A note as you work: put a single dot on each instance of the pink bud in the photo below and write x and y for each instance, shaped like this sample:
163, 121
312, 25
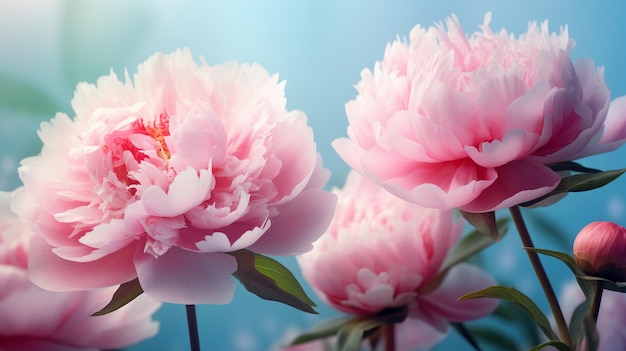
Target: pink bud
600, 250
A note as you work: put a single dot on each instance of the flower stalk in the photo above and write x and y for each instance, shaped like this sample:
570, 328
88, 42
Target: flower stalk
389, 337
548, 290
192, 325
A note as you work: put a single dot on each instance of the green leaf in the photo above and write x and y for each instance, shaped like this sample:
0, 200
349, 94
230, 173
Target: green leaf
355, 331
584, 281
526, 327
466, 334
592, 339
23, 97
484, 223
126, 293
270, 280
322, 331
572, 166
517, 297
555, 343
581, 182
576, 324
468, 246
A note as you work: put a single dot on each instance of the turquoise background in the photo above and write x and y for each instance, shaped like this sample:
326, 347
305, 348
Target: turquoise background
319, 48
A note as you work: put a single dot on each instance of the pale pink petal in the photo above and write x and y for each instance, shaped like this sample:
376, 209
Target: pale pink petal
187, 191
460, 280
54, 273
186, 277
517, 182
306, 216
292, 135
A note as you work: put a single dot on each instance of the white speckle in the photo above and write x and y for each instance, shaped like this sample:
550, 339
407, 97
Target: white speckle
244, 341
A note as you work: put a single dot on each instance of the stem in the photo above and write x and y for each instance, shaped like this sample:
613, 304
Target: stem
192, 324
389, 335
595, 304
541, 275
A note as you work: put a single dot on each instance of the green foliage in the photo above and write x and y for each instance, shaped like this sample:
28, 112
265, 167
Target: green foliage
270, 280
23, 97
126, 293
517, 297
352, 331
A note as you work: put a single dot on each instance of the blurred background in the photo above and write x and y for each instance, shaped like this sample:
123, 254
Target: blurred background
319, 48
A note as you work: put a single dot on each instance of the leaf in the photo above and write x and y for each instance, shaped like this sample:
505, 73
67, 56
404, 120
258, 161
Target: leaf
466, 334
557, 344
468, 246
354, 332
484, 223
572, 166
23, 97
576, 324
581, 182
321, 331
592, 338
491, 336
517, 297
270, 280
584, 282
126, 293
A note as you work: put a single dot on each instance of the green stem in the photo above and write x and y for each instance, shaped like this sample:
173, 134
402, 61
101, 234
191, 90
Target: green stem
541, 275
192, 325
389, 336
595, 304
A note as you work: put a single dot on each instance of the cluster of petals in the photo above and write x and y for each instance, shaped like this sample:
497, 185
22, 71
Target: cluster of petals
450, 120
37, 319
160, 176
611, 317
383, 252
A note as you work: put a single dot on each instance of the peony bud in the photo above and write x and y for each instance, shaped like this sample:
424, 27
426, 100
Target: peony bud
600, 250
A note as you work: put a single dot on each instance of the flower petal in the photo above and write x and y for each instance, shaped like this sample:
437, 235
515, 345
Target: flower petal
186, 277
54, 273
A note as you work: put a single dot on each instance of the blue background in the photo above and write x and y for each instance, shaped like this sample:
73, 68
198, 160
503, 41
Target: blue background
319, 48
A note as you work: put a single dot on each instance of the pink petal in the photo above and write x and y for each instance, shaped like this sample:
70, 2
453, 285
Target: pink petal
293, 144
186, 277
614, 131
299, 223
442, 185
462, 279
514, 145
54, 273
517, 182
187, 191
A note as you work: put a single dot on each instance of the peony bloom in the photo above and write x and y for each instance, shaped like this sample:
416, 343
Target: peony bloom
383, 252
160, 177
600, 250
448, 120
36, 319
611, 317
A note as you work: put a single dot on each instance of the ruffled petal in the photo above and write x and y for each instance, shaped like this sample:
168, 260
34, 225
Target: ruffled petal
51, 272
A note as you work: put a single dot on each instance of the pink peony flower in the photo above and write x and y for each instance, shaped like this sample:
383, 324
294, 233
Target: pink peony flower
160, 177
383, 252
446, 120
36, 319
611, 317
600, 250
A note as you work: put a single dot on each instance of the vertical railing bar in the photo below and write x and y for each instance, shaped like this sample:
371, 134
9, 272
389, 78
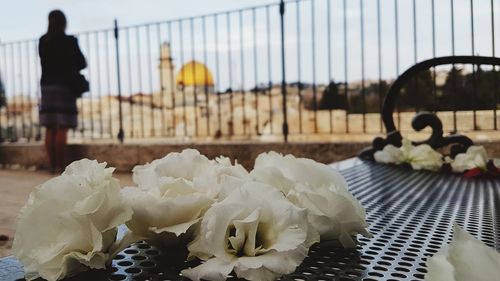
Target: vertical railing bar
230, 74
195, 94
129, 74
329, 50
21, 88
269, 73
205, 61
38, 89
108, 82
474, 68
495, 88
183, 78
379, 53
99, 90
415, 54
242, 60
363, 91
91, 90
139, 76
313, 58
396, 25
453, 66
7, 78
346, 83
434, 86
121, 133
150, 74
283, 72
162, 81
217, 72
28, 86
14, 89
257, 130
172, 82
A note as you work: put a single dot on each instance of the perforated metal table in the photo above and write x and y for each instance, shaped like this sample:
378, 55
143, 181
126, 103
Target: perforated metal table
410, 214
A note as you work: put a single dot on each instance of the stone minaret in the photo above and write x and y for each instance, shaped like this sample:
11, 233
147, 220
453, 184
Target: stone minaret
167, 73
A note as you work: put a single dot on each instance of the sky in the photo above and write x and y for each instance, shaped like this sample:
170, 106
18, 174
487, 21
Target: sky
235, 62
27, 19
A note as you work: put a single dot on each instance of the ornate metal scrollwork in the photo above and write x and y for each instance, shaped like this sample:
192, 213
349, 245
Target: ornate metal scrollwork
458, 143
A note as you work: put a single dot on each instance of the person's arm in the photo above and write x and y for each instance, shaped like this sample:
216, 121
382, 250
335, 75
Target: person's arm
79, 59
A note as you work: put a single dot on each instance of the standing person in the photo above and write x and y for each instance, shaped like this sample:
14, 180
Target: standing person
61, 84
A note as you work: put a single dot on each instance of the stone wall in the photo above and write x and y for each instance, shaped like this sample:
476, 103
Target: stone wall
125, 157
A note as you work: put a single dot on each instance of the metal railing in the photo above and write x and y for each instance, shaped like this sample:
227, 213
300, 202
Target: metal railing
295, 68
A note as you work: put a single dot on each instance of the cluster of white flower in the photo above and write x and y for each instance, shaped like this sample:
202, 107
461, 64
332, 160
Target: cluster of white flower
257, 224
464, 259
424, 157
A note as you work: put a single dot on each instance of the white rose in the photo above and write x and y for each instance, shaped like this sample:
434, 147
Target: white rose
173, 206
464, 259
333, 211
420, 157
474, 157
174, 192
254, 231
70, 222
191, 166
389, 155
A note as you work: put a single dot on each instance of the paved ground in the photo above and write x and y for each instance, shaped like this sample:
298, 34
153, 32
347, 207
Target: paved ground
15, 186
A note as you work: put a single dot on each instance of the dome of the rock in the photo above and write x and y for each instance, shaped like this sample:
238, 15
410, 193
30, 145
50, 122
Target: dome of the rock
195, 74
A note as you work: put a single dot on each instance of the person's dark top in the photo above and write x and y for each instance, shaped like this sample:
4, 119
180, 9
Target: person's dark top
61, 59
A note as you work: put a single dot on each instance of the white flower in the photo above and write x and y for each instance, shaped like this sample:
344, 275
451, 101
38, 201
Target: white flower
464, 259
190, 166
174, 206
390, 155
420, 157
70, 222
333, 211
254, 231
474, 157
174, 192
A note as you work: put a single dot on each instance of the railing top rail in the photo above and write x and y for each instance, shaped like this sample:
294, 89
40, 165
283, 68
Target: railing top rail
170, 21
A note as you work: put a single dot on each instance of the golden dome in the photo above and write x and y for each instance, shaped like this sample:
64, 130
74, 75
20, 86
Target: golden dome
194, 73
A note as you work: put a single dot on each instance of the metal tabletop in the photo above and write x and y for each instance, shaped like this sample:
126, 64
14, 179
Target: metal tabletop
410, 214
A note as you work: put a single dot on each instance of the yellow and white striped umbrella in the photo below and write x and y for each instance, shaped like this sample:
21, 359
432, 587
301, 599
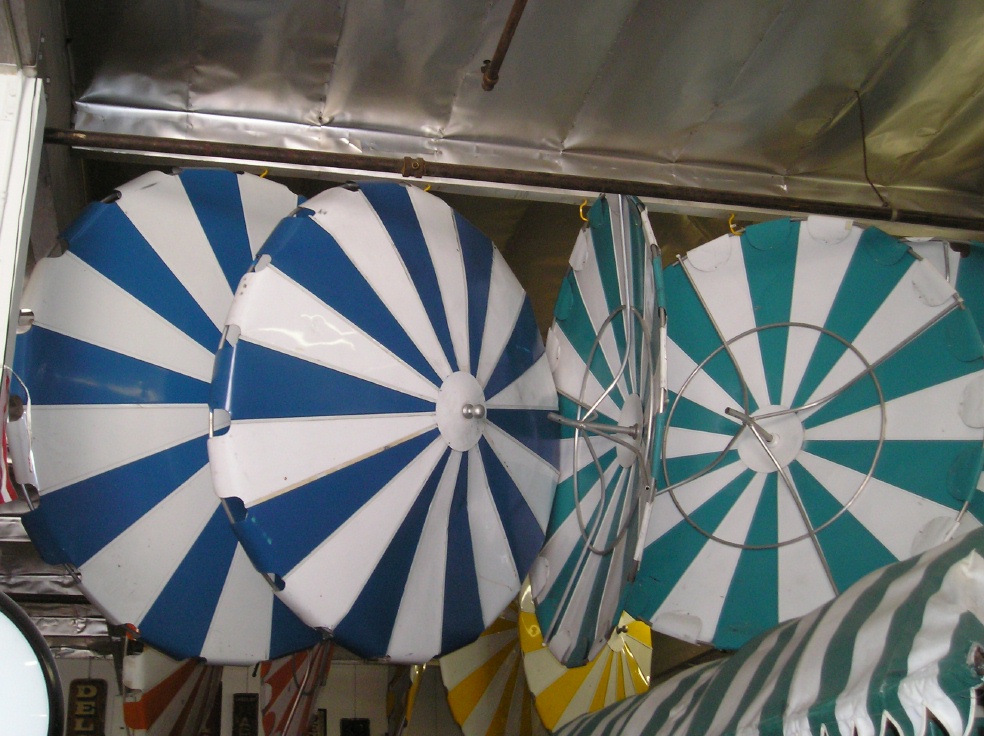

TASK GOAL
Count the lines in the records above that contain the word "turquoise", and give only that number.

RESPONSE
2